┌─ INFORMATION SUPPLIED

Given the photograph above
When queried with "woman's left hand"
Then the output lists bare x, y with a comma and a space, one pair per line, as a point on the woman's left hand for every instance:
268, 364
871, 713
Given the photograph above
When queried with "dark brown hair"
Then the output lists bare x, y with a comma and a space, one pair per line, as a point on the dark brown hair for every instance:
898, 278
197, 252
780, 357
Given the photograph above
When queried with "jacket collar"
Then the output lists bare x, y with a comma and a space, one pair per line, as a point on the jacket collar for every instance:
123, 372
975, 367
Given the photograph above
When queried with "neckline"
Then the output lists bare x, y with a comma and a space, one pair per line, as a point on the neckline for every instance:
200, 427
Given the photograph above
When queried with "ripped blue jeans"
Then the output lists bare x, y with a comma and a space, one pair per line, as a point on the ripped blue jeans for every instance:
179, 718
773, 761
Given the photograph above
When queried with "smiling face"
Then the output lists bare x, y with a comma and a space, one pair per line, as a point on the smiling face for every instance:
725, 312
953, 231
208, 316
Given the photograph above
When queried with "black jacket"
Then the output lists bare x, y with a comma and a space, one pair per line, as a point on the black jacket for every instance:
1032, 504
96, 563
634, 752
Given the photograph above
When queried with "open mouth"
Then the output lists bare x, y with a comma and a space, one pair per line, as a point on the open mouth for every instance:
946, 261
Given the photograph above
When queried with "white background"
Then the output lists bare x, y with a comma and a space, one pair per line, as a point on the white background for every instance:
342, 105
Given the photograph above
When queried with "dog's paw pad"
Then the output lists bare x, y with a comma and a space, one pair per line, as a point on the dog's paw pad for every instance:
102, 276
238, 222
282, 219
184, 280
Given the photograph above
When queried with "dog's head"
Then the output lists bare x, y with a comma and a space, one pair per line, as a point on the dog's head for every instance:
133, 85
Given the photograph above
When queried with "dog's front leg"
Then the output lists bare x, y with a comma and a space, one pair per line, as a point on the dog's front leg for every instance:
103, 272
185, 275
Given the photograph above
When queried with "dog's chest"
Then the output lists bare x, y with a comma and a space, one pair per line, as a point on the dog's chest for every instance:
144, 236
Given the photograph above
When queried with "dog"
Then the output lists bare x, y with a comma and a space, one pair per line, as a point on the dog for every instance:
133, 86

└─

### THE TASK:
The response must reproduce the whole listing exactly.

### RESPONSE TO THE TASK:
Given the photograph above
When queried with "woman's left hand"
Then the output lists bare x, y with a comma and a space, one pair per line, as a point on the woman's left hand for every instance:
268, 364
871, 713
Given the photograph above
When queried with "dark brown hair"
Then the output lists bare x, y with a comma and a space, one pair per line, as a point on the dark brown hair for every instance:
898, 278
197, 252
780, 357
Given the photograph above
When queried with "jacket collar"
Then the output lists bare x, y with a comma and a space, one pair per line, as a point on the jacket collar for every instance:
123, 372
975, 367
Given the photograph above
When queried with "neckline"
Then the output lists bare x, y with a comma and a space, one pair per line, as a point on the neckline for every instance:
200, 427
Given the photograph above
When queried with "ripped blue jeans"
Then the output lists bare x, y with a comma and a space, one pair per line, as a point on the ripped blue jeans for every instance:
179, 718
773, 761
Given the photograph above
When queried with "smiling face"
Then the output lists bare x, y with a comma and a space, one pair per line, as a point on the smiling face for every instance:
725, 312
953, 231
208, 316
Given the photograph above
When queried with "black jacket"
Then the output lists bare x, y with a comma and a space, one pair per line, as a point on the black jacket for every instance:
1032, 504
96, 563
634, 752
Given the photograph above
When queried with "open mouth"
Then the output lists bare x, y with a comma and a space, one pair per line, as a point on the open mouth for every instance:
946, 261
Given the photograph above
When queried with "white background"
Then the output lists bare x, y with a comma and a space, one pair per line, as a point on the white background for every instance:
342, 105
Given the photograph above
When queried with "dog's paw pad"
Then the output lists bare x, y with a comma and a space, one pair per line, as a point on the dog's paw pad for every instance:
102, 276
238, 222
282, 219
184, 280
Given the photograph above
When queried with "dog's head"
Then the output lists bare x, y with a comma and a space, one pair per line, as a point on the dog's head for every instance:
133, 85
Given the photograph above
When queried with "dog's front leg"
Then the output lists bare x, y with a comma and a space, one pair per line, as a point on the dog's front leg for every instance:
103, 272
185, 275
Given the photograph above
When queried with "dog's chest"
Then the output lists bare x, y with a comma and a space, one pair per line, as a point on the dog's chest for every instance:
144, 236
Given the photograph above
When queried with "dog"
Then the output lists bare x, y with a comma and a space, one pair per line, as a point on the dog for every instance:
133, 86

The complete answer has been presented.